▶ **INPUT FOR THIS TASK**:
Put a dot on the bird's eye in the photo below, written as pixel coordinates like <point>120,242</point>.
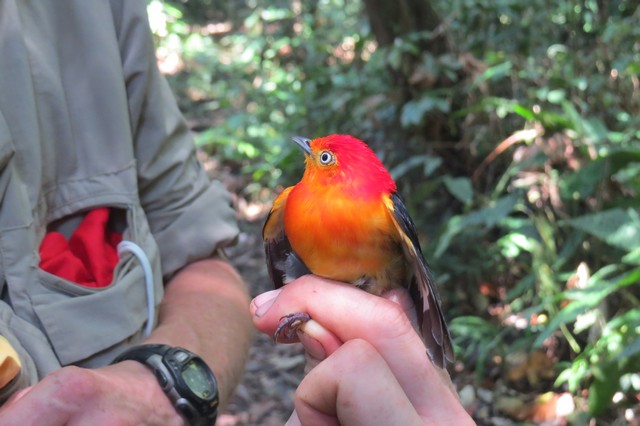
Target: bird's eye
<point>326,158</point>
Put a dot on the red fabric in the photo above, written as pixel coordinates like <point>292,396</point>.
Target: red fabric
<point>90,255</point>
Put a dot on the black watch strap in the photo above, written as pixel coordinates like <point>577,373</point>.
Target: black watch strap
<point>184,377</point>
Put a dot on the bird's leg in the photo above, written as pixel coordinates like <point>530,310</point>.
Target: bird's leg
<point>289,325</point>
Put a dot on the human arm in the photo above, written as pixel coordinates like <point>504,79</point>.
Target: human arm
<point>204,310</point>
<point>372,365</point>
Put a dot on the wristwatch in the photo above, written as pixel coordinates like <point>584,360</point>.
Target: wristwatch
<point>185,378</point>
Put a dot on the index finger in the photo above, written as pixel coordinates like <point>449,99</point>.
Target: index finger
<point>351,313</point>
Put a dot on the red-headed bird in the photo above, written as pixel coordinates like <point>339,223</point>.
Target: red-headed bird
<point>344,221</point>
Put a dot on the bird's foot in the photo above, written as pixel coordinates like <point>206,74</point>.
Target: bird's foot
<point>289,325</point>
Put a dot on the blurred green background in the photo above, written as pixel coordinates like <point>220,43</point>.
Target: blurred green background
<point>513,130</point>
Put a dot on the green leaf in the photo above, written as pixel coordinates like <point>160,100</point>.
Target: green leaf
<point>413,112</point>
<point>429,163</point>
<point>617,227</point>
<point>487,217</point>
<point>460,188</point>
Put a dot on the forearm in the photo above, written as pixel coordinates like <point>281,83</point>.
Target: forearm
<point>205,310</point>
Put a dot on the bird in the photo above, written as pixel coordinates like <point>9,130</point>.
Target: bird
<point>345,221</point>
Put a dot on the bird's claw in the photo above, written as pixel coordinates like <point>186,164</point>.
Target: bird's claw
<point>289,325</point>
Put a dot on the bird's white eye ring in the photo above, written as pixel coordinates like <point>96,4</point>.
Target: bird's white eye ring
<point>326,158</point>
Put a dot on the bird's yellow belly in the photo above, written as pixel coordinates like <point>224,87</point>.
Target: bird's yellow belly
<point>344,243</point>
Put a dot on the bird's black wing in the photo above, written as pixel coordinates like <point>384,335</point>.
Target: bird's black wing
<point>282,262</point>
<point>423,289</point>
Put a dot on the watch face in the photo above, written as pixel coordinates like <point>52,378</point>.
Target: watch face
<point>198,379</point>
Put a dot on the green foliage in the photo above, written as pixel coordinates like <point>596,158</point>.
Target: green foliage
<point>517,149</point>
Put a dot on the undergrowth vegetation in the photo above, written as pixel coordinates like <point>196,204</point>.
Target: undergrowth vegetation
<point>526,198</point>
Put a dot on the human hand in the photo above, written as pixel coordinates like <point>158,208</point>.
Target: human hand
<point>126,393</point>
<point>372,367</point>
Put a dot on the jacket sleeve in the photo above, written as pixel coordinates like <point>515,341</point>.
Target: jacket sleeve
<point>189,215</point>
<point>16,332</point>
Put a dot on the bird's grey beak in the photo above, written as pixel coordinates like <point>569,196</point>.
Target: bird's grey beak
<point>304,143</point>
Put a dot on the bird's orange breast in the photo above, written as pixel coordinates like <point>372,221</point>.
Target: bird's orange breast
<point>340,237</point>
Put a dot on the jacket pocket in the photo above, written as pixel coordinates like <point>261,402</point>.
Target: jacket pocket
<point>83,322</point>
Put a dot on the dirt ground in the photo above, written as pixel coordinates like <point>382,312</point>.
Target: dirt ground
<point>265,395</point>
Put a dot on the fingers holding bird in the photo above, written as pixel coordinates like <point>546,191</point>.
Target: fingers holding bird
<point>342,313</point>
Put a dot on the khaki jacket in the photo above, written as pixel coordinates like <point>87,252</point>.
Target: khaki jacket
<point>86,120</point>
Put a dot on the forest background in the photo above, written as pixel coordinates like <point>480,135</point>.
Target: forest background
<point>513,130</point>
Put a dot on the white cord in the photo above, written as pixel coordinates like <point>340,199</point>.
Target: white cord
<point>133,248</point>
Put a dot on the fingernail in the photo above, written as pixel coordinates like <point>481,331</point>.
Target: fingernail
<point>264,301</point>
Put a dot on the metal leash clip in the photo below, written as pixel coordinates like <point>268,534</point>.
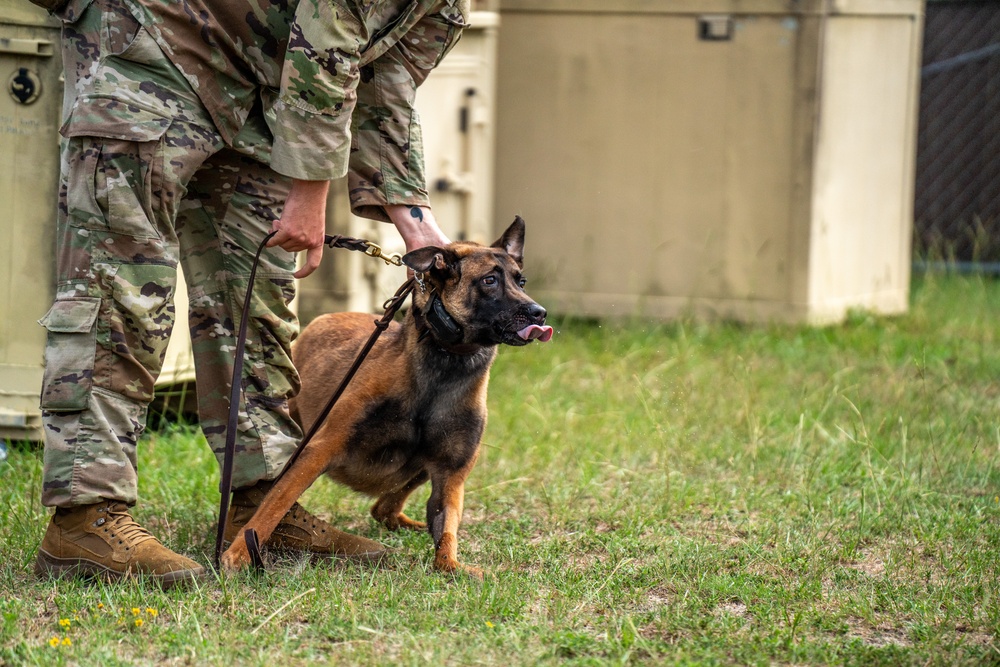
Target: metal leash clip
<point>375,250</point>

▶ **AIM OF THE TASK**:
Would you mind returning each entry above word for word, skipping the images?

▶ **IN RESPONSE**:
Put a dot on the bird's eye in the photo below, written as pixel coordinates like <point>120,242</point>.
Target: bird's eye
<point>326,158</point>
Put a dot on the red fabric in the photo above, written as pixel coordinates like <point>292,396</point>.
Target: red fabric
<point>90,255</point>
Put a dot on the black watch strap in the photo above, written as pixel coordinates like <point>577,373</point>.
Target: black watch strap
<point>184,377</point>
Put a dot on the bird's leg in the photo above, written as pixel coordinates like <point>530,310</point>.
Target: bird's leg
<point>289,325</point>
Put a dot on the human arm in the photo above, written as pixel coordinates like <point>504,79</point>.
Target: human arm
<point>204,310</point>
<point>372,365</point>
Put a dot on the wristwatch in the photo above, written as pixel coordinates like <point>584,360</point>.
Target: wristwatch
<point>185,378</point>
Put a dot on the index finger in the photo above, written as pixel coordinates like <point>449,99</point>.
Target: index finger
<point>351,313</point>
Put a dot on the red-headed bird in the photo above, written as pixel coordinates like <point>339,223</point>.
Target: red-headed bird
<point>344,221</point>
Put a dot on the bird's foot in the photo above, written as pixel coordinates like <point>206,74</point>.
Target: bird's foot
<point>289,325</point>
Put a dot on the blurred green background in the photo above, written as pixel coordinates like <point>220,43</point>.
Target: blurred green background
<point>513,130</point>
Put a dot on the green leaf in the photo above, written as pixel coordinates like <point>160,100</point>.
Target: green leaf
<point>413,112</point>
<point>429,163</point>
<point>617,227</point>
<point>487,217</point>
<point>460,188</point>
Put a dot on the forearm in the photo above, written as pixel coordinates like <point>281,83</point>.
Target: forearm
<point>205,310</point>
Put a dot on the bird in the photo above, written as pixel coordinates like <point>9,130</point>.
Target: bird
<point>345,221</point>
Put a dot on the bird's claw in the photo above, written as pixel coordinates like <point>186,164</point>.
Target: bird's claw
<point>289,325</point>
Put a dot on the bird's white eye ring in the photo above, written as pixel coordinates like <point>96,4</point>.
Target: bird's white eye ring
<point>326,158</point>
Put a dot on the bird's yellow belly in the photo above, written as pixel coordinates like <point>224,87</point>.
Target: bird's yellow belly
<point>344,243</point>
Put a dot on the bird's black wing in the photo above, written as pixel coordinates like <point>384,335</point>.
Target: bird's black wing
<point>282,262</point>
<point>423,289</point>
Put a dot on the watch face in the photo above, written as pixel coordinates like <point>52,378</point>.
Target: watch face
<point>198,379</point>
Put a dot on the green foliage in the photo above, written as pixel coordinates like <point>596,158</point>.
Target: green foliage
<point>517,149</point>
Put a dot on the undergrowth vegetation in the photo above, written as pixel coordinates like <point>196,204</point>.
Target: undergrowth vegetation
<point>526,198</point>
Put a dot on the human hand in the photo above, written as pixel coordinates like <point>158,208</point>.
Target: human hand
<point>126,393</point>
<point>372,367</point>
Put a dot on the jacket sleeve in the photo above, written as pixel coordinates like <point>515,341</point>.
Target: jacket sleeve
<point>189,215</point>
<point>16,332</point>
Put a dot on the bird's grey beak in the photo above, written as pixel coordinates like <point>569,196</point>.
Target: bird's grey beak
<point>304,143</point>
Put a dot on the bird's orange breast in the photo above, written as pixel coordinates like <point>372,221</point>.
Target: bird's orange breast
<point>340,237</point>
Put a dot on the jacket pocket in the photo above, written as pixel coordinates like <point>261,402</point>.
Target: jacket pocket
<point>83,322</point>
Put a dot on the dirt ground in the photo above, written as pixel coordinates like <point>382,312</point>.
Target: dirt ground
<point>265,395</point>
Put a dot on the fingers holding bird in the photo above, written as pixel coordinates like <point>546,191</point>.
Target: fingers holding bird
<point>342,313</point>
Put a dot on the khaki jacket in the photo above, written as pixel coordinates like <point>87,252</point>.
Target: khaki jacket
<point>86,120</point>
Put a dot on the forest background in the photo above, written as pixel coordinates like <point>480,135</point>.
Target: forest background
<point>513,130</point>
Put a dot on the white cord in the photo above, written as pixel coordinates like <point>340,199</point>.
Target: white cord
<point>133,248</point>
Put a dot on the fingernail in the photo above, written as pixel coordinates like <point>481,331</point>.
Target: fingernail
<point>264,301</point>
Put a dot on the metal leash clip in the photo below, written as pixel coordinates like <point>268,534</point>.
Target: metal leash clip
<point>375,250</point>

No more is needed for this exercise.